- [ISTRUZIONI]:
Ricopia senza modifiche l'elenco dalla riga che contiene "Please spot the cabinet shelf" giù fino alla sua fine, estremi inclusi. Escludi le immagini dalla risposta.

Dati di etichettatura a punti su fotografie:
= = = =
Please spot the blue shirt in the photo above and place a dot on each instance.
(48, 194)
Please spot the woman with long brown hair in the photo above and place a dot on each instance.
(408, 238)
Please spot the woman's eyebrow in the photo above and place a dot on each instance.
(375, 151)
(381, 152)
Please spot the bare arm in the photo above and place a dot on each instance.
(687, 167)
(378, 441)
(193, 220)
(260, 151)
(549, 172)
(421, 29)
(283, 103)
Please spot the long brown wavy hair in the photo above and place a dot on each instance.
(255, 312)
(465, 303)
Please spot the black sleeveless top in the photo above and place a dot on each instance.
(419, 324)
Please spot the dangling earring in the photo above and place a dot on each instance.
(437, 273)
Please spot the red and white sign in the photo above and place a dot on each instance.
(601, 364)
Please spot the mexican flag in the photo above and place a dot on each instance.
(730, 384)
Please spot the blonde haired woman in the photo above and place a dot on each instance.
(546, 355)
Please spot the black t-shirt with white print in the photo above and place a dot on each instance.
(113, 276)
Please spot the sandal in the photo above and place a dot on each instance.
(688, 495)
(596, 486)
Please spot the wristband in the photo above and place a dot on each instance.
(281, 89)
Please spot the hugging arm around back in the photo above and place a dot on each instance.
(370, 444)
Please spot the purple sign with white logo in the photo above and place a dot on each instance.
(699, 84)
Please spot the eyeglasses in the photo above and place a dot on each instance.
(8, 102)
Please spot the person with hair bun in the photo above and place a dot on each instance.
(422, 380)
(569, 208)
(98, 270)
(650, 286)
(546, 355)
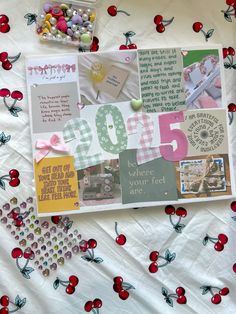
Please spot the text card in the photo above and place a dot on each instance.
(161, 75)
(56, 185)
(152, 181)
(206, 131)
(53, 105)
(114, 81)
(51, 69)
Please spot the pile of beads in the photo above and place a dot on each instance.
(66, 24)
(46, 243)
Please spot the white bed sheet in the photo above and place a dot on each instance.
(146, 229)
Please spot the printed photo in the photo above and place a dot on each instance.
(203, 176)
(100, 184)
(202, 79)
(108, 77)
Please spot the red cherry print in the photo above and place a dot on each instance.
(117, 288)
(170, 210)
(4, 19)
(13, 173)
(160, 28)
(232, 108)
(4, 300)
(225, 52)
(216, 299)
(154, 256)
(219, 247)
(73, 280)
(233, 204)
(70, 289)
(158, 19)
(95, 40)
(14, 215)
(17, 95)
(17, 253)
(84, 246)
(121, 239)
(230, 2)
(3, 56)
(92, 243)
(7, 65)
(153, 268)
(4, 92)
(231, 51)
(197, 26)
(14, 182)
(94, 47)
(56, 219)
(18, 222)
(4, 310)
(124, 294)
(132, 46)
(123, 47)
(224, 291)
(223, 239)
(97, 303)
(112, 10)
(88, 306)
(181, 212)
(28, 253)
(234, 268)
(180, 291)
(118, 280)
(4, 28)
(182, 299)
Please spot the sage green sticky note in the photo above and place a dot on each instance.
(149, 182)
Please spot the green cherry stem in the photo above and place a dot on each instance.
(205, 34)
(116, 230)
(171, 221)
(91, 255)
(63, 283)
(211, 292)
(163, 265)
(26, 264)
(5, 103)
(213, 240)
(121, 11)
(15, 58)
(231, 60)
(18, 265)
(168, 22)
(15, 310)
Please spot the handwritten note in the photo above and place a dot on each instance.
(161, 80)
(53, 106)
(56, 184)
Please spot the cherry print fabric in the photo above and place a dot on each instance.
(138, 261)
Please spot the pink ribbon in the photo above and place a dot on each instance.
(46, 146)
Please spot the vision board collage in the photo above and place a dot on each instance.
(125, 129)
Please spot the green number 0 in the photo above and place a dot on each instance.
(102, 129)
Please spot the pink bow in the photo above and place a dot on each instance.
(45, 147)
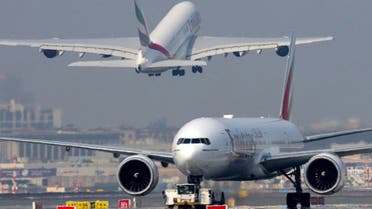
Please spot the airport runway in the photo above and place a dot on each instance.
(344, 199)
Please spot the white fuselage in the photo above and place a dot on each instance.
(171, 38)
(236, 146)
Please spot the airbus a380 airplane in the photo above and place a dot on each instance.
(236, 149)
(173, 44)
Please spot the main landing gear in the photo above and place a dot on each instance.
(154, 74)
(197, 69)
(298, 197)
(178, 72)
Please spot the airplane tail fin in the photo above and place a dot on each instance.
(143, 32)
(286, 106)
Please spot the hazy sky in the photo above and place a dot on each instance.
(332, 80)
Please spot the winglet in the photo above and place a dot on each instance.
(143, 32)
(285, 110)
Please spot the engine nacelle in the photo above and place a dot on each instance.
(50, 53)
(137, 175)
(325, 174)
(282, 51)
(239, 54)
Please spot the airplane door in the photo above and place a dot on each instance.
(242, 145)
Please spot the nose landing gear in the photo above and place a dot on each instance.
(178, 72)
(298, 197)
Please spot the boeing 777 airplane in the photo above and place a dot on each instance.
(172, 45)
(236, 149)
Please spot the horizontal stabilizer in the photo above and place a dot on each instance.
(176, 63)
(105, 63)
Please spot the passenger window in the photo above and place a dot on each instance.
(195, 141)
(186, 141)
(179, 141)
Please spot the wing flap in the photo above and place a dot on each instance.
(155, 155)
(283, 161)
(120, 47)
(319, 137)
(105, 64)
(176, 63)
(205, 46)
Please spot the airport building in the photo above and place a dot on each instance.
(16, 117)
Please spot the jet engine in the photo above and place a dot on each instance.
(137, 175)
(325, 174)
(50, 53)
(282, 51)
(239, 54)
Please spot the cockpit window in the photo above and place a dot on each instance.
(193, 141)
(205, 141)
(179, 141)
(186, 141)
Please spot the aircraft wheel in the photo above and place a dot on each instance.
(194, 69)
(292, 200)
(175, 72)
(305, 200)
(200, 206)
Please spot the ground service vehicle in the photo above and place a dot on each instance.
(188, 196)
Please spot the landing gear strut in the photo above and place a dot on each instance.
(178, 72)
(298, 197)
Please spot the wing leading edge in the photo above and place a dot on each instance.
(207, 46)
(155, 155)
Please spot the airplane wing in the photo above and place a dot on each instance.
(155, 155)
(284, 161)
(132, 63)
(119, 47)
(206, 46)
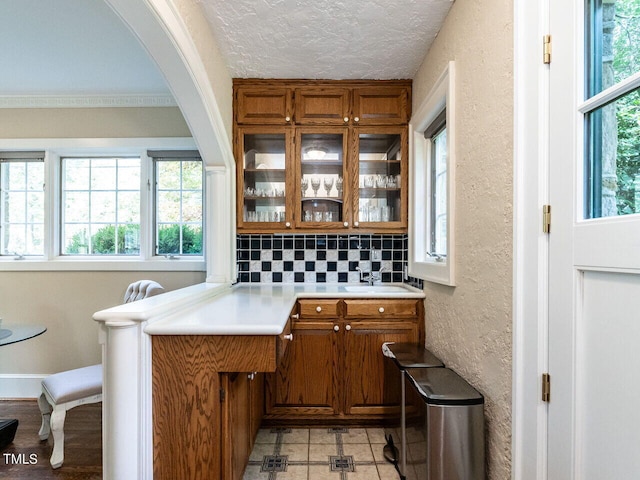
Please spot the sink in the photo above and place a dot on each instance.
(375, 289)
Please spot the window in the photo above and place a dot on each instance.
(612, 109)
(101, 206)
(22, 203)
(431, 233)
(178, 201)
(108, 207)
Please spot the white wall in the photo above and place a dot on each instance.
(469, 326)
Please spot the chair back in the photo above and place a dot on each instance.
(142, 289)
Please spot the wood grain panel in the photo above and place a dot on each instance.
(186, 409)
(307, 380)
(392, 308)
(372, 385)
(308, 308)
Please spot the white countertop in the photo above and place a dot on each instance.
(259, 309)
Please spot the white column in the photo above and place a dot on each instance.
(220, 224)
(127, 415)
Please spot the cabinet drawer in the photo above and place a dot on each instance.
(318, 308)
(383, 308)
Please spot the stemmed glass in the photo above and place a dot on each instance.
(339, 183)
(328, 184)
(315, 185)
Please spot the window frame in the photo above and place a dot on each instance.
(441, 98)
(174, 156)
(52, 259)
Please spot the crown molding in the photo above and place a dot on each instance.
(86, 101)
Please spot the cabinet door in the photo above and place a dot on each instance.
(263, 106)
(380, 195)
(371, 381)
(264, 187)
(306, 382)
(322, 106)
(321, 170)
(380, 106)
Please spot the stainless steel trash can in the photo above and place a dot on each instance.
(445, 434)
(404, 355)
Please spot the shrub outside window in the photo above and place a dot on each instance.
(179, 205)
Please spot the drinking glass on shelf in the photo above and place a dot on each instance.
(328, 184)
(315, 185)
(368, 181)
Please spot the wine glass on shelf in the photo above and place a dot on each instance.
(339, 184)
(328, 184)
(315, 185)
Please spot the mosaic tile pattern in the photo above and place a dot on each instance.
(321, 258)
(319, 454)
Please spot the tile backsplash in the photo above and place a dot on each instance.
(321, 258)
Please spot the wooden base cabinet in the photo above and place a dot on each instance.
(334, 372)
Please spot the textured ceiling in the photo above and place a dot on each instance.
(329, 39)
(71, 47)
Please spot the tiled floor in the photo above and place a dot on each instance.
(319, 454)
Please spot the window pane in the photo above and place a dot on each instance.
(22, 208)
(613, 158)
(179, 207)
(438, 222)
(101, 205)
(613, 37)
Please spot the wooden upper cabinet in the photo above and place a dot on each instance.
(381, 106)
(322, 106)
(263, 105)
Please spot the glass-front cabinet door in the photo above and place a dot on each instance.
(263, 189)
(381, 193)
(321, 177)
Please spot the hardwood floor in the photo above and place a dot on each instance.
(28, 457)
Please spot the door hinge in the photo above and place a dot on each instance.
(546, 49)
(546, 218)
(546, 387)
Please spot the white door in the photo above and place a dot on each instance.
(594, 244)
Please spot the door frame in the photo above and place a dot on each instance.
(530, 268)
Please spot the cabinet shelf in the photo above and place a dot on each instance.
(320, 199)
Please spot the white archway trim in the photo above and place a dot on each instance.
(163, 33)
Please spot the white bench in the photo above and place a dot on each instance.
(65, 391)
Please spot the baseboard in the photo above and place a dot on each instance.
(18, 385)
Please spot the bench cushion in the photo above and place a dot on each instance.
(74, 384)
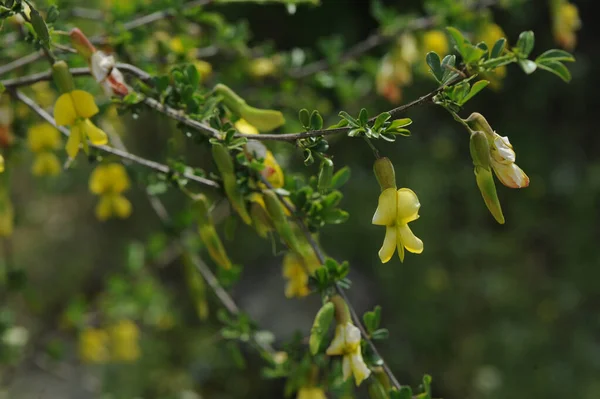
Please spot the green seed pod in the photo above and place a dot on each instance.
= = = =
- [SOLUZIONE]:
Please spot the cabinet shelf in the photo above and place a dot on each instance.
(320, 199)
Please spot the white archway trim in the photo above and place a dot on each instance.
(163, 33)
Please spot the white bench in the photo above and place a dot on each instance.
(65, 391)
Please spot the baseboard in the photo above and place a dot on each instance.
(18, 385)
Please spot the bench cushion in the photo above and place a dot on each instance.
(74, 384)
Please spot the green seed pod in the photo above and place a dot on each instance.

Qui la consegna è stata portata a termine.